## Records shown

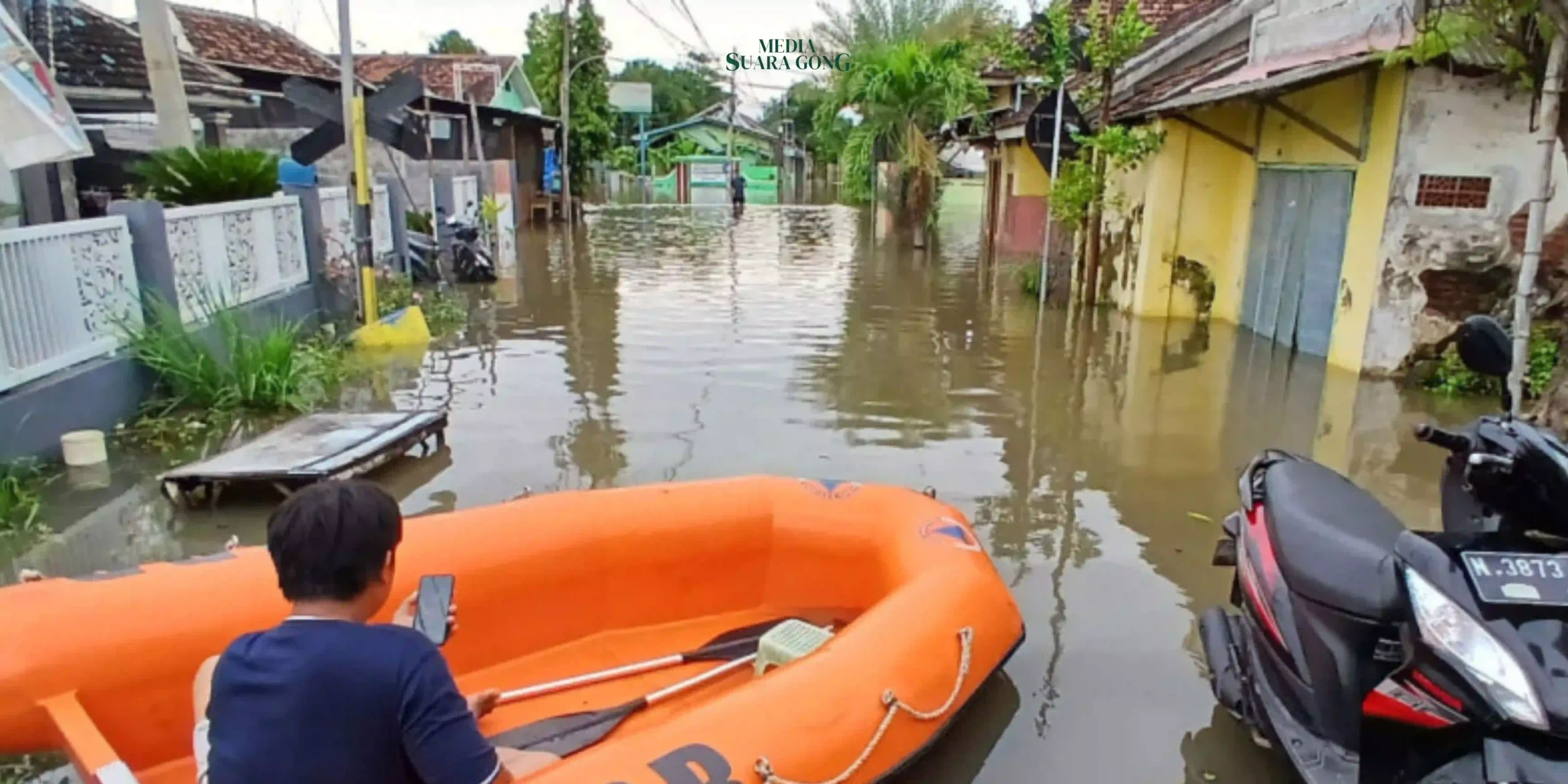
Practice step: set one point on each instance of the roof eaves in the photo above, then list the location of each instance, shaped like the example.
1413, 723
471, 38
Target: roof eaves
1274, 82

## To do
Copy the data above word for word, leaving out the pictures.

## Exercise output
Practice step: set one point on each instance of the roof eaves in the photo above, then list the location of each instance, shaped like the example.
1413, 723
471, 38
Target: roof eaves
1274, 82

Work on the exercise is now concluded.